Görev 1:
Anne sözleri üzerine yazılmış metne göre annen sana daha ilk günden neyi öğretmeye çalıştı?

Verilen metin:
================

3- Eşek adam, her zaman eşektir

Annen sana insanların değişmeyeceğini daha ilk günden öğretmeye çalıştı aslında. Sen ne kadar istesen de ne kadar uğraşsan da karşındaki insanı değiştiremezsin. İlişkinin başında karşılaştığın insan neyse sonunda da o olacaktır. O yüzden boşuna ümit besleme. Boşuna vakit kaybetme. Çünkü annen bu konuda da haklıydı, eşek adam her zaman eşek olarak kalacaktı...



4- Her işte bir hayır vardır

Öldün sandın, bittin zannettin, o andan, o ilişkiden, o hatadan sonra hayat yok diye düşündün. Ümitsizliğin en dibine vurduğun anlarda annen hep “Gün doğmadan neler doğar” veya “Zaman her şeyi ilacı” ya da “Her işte bir hayır vardır”dedi. Ve yine haklıydı. Senin geçmeyecek, bitmeyecek dediğin her acı zamanla iyileşti. Kimi yerini daha iyisine bıraktı kimi hiç olmamış gibi unutuldu. Annen haklıydı. Bazen sadece sabretmek gerekti... Üzüntünün ya da göz yaşlarının arasında anlam veremediğin “Hayırlısı” cümlesi aslında belki de annenin en haklı olduğu konuydu. Sen de büyüdükçe bunu anladın aslında. Bittiği için kendini paraladığın ilişkinin ya da seni bırakıp başkasına giden sevgilinin aslında senin için hayırlı olmadığını üzerinden yeterince zaman geçtikten sonra gördün hep. Annen seni avutmak için söylememişti o sözleri, sonuna kadar haklıydı: Hayırlısıysa olsundu...



5- Gerçekten istersen başaramayacağın hiçbir şey yok

Annenin sana gaz vermek için söylediğini sanmıştın bu sözü değil mi? Her anne çocuğuna söyler, sana özel değil diye düşünmüştün. Çünkü sen kendine güvenmesen de inanmasan da annen hep sana inanmıştı değil mi? Belki onun verdiği bu destek sayesinde belki de gerçekten istediğin ve çalıştığın için pek çok konuda başarılı oldun bu hayatta. Çünkü annen haklıydı. Sen istedikten ve onun için çalıştıktan sonra kimse senin önünde duramazdı...

================

(Kayıtlı veri girdileri)
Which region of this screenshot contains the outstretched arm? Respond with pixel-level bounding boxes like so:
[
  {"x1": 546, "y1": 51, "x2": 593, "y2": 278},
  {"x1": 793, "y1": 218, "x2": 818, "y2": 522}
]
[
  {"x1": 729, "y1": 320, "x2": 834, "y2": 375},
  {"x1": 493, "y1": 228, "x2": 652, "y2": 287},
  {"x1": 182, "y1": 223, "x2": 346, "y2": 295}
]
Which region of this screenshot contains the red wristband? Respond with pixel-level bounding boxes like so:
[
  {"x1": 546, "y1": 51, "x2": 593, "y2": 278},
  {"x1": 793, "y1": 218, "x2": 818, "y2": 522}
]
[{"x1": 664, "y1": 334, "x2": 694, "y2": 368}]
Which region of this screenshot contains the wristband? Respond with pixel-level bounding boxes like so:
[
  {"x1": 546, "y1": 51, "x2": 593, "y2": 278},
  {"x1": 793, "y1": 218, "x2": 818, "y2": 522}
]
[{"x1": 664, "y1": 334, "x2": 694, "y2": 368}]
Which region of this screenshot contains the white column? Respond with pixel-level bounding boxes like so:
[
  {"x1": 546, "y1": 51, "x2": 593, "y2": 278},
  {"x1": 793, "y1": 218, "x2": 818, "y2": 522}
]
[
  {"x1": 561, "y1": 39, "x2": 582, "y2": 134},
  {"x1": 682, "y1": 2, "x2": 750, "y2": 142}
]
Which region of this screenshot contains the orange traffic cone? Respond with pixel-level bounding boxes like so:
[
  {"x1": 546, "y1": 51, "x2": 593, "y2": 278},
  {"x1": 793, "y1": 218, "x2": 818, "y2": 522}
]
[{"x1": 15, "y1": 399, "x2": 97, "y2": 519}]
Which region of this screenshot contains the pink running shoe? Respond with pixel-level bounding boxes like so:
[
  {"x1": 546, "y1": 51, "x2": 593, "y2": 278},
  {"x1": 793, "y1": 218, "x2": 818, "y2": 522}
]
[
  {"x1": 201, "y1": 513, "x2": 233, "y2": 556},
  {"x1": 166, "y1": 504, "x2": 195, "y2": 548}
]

================

Görev 2:
Girdilerde "Which region of this screenshot contains the pink" ifadesinin geçtiği satırdan girdilerin sonuna kadar, her iki uç da dahil olmak üzere, satırları "running shoe" yerine "sneaker" koyarak güncelleyin. Başka hiçbir şeyi değiştirmeyin.

Doğru yanıt 1:
İnsanların değişmeyeceğini.

Doğru yanıt 2:
Which region of this screenshot contains the pink sneaker? Respond with pixel-level bounding boxes like so:
[
  {"x1": 546, "y1": 51, "x2": 593, "y2": 278},
  {"x1": 793, "y1": 218, "x2": 818, "y2": 522}
]
[
  {"x1": 201, "y1": 513, "x2": 233, "y2": 556},
  {"x1": 166, "y1": 504, "x2": 195, "y2": 548}
]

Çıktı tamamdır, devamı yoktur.